--- START Records shown ---
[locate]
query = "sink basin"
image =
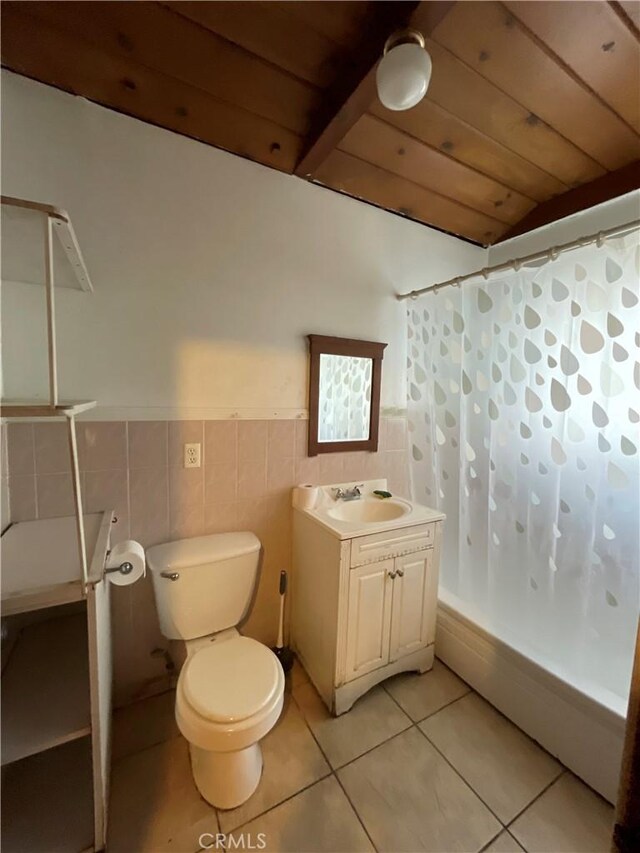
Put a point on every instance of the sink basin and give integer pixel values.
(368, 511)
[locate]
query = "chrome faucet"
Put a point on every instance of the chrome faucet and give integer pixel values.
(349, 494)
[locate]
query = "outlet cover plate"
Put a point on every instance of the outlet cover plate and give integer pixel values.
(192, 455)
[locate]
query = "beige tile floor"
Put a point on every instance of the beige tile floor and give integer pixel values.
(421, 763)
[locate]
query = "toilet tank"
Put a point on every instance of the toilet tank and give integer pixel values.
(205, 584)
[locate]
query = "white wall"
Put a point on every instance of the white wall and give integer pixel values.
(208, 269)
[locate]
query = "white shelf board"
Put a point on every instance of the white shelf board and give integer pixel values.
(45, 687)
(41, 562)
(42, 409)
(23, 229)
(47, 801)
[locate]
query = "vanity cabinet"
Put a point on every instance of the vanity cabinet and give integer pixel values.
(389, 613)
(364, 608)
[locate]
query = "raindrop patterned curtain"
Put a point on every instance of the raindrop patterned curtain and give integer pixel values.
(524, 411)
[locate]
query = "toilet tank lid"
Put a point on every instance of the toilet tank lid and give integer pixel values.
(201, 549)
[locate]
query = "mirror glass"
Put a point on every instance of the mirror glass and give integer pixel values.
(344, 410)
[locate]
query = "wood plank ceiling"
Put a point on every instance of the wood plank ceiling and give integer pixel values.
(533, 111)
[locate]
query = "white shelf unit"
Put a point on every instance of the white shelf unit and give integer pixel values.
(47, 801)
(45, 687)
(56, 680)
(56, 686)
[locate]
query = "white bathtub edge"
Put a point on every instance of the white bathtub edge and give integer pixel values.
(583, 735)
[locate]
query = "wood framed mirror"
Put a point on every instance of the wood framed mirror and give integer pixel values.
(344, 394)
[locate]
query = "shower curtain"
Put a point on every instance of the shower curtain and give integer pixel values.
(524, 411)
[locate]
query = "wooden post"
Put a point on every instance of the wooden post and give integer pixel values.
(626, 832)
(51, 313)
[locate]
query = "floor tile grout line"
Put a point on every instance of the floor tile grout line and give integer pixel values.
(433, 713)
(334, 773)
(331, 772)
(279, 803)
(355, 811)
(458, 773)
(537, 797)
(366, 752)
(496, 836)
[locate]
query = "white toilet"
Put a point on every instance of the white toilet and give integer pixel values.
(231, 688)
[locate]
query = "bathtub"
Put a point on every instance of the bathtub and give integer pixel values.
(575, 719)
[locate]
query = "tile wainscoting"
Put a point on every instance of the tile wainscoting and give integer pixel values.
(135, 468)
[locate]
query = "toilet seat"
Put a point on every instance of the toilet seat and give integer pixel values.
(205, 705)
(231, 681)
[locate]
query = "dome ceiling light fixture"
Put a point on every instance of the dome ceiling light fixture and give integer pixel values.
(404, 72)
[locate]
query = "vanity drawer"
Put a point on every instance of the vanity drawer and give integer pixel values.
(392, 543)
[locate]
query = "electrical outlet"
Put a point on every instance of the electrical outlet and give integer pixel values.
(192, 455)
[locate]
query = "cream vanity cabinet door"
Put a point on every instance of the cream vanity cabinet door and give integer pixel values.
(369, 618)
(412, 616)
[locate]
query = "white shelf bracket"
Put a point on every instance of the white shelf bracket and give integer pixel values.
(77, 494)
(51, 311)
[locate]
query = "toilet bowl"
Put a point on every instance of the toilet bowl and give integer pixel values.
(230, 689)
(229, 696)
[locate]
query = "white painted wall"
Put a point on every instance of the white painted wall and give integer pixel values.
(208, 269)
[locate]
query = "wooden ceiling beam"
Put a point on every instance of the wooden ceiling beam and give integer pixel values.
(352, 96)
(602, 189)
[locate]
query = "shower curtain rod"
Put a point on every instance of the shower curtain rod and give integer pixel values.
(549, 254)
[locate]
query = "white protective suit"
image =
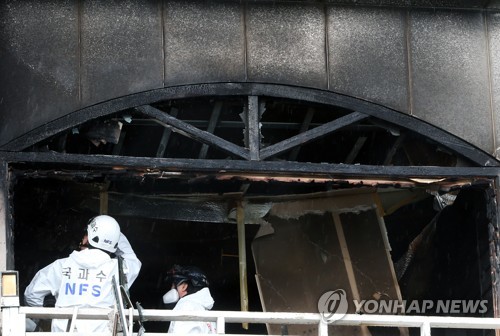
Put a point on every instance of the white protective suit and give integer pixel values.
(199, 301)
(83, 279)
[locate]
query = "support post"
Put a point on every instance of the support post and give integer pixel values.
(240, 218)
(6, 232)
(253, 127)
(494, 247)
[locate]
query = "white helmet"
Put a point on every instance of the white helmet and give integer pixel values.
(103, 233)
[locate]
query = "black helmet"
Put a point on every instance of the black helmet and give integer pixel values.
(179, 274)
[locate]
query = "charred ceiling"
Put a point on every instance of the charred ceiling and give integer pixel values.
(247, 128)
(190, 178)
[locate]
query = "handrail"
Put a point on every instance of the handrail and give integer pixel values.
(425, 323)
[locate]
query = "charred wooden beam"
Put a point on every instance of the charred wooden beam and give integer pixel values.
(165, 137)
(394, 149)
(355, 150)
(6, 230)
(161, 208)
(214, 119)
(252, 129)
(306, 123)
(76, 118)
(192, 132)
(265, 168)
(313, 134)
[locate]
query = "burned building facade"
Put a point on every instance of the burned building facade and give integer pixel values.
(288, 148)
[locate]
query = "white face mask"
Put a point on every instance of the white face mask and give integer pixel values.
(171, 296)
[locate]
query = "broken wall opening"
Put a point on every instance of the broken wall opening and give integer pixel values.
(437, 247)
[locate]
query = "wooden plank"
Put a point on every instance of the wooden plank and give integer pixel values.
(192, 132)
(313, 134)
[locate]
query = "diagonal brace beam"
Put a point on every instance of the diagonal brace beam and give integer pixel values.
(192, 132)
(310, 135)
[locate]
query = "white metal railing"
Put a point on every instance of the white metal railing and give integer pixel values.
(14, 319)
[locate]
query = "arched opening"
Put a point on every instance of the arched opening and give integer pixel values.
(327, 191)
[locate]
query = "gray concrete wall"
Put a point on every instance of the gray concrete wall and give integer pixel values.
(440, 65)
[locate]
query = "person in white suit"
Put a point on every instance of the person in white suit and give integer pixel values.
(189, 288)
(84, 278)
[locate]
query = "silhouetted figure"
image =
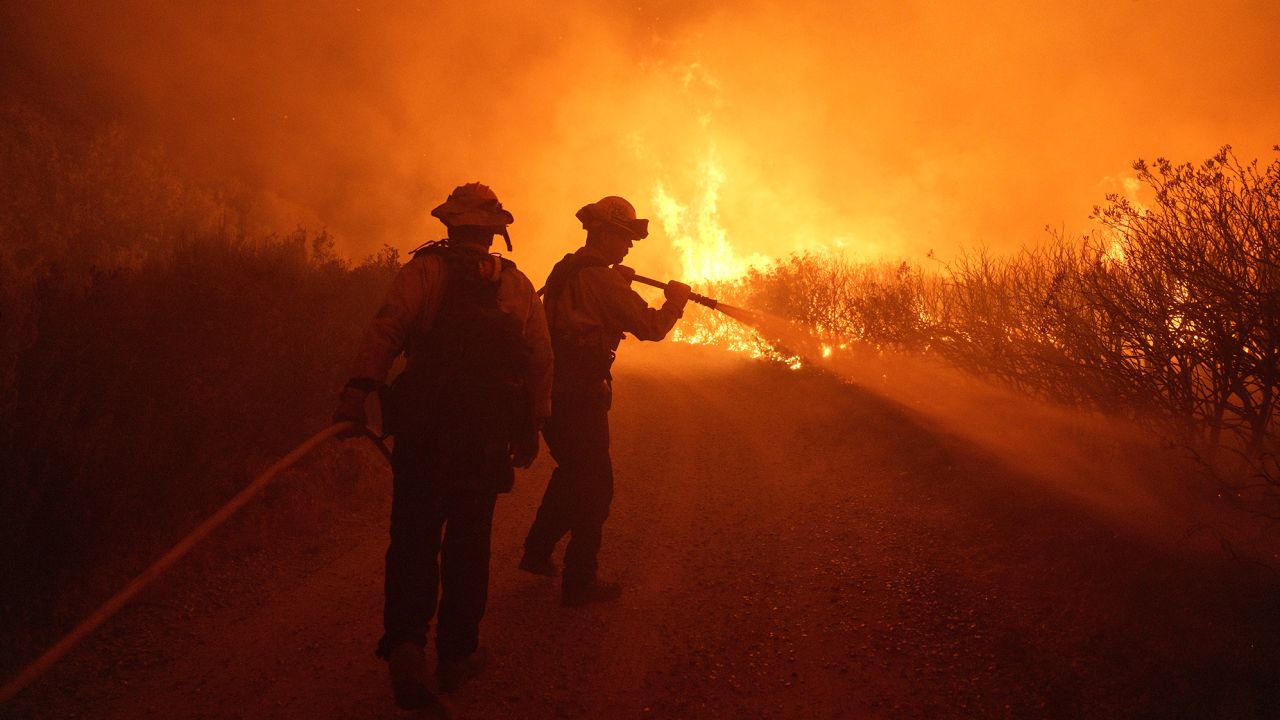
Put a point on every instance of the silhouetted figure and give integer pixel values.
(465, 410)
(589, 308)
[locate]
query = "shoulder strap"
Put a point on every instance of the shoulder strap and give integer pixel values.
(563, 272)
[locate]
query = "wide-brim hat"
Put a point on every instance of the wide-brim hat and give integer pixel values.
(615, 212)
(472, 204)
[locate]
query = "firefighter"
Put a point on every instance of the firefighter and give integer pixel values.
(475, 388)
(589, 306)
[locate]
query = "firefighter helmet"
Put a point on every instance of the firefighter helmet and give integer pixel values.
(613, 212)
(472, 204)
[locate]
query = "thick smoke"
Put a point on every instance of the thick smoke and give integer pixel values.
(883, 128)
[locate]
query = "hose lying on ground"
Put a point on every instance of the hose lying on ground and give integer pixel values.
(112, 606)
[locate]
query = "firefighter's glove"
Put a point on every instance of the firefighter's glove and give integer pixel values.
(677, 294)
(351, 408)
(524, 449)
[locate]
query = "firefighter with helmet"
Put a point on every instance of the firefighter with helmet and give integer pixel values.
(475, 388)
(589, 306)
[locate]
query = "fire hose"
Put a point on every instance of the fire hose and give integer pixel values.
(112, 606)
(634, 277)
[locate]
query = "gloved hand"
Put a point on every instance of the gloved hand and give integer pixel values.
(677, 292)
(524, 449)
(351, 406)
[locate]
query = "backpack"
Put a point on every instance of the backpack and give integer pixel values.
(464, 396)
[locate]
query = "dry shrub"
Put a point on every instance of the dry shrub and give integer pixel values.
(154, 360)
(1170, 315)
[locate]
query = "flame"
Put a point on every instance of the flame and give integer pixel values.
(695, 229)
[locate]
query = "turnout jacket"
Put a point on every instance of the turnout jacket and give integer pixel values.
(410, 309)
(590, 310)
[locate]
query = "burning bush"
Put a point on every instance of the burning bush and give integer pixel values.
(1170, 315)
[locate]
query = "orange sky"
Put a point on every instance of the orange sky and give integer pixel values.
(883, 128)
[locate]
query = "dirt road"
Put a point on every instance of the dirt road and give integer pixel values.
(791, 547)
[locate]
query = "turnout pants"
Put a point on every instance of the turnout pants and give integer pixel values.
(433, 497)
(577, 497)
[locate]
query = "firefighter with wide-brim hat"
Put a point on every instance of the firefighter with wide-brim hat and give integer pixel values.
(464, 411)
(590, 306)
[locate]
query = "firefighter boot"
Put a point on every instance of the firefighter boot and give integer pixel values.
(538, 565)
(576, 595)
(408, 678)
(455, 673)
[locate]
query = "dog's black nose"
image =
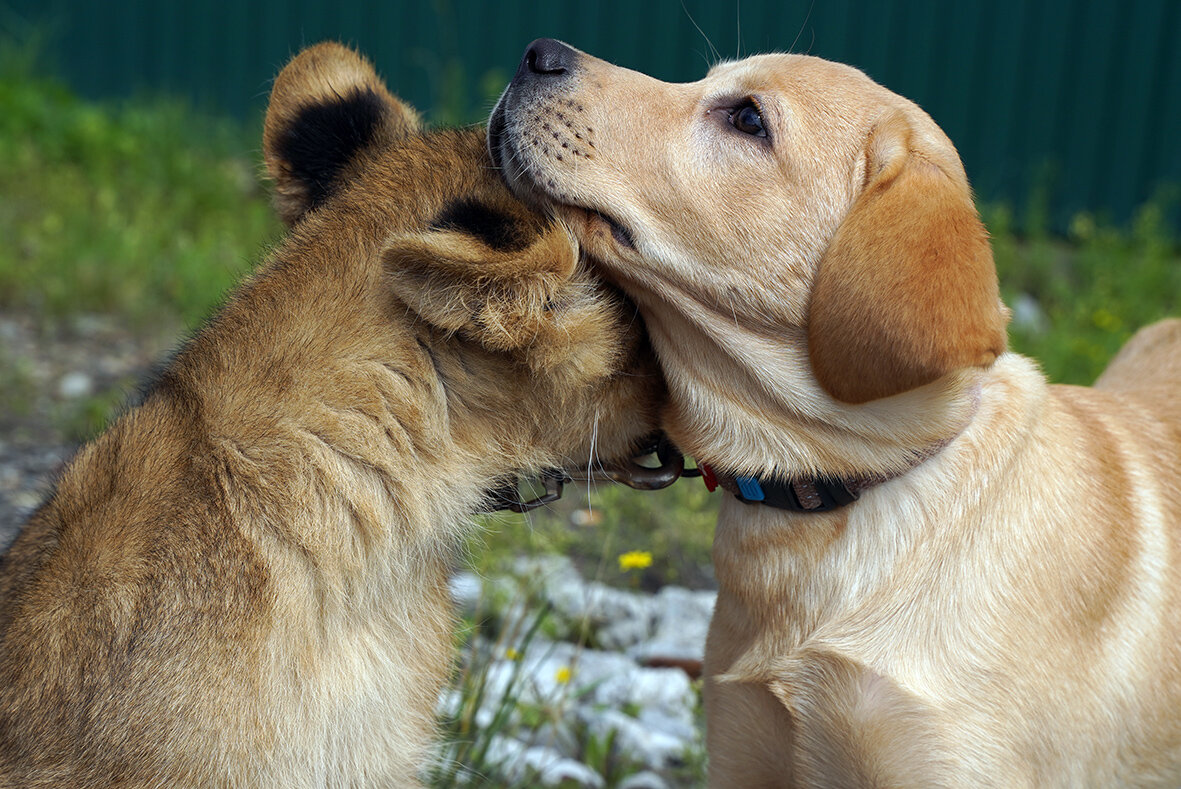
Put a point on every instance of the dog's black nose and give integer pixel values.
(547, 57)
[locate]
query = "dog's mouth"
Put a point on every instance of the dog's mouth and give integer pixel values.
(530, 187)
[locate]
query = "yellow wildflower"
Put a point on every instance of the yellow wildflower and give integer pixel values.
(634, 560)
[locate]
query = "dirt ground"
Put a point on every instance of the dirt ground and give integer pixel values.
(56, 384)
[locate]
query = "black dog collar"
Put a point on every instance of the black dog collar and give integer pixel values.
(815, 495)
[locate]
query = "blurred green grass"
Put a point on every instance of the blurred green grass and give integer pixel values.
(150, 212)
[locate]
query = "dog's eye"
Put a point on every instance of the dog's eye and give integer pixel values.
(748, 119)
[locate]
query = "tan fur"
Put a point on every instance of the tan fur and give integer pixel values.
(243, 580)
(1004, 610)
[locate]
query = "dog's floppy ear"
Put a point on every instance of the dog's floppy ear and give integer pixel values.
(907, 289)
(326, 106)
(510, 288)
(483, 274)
--- END Records shown ---
**Instructions to follow**
How many lines in the records above contain the string "sink"? Reply with the number alone.

**Problem solution**
2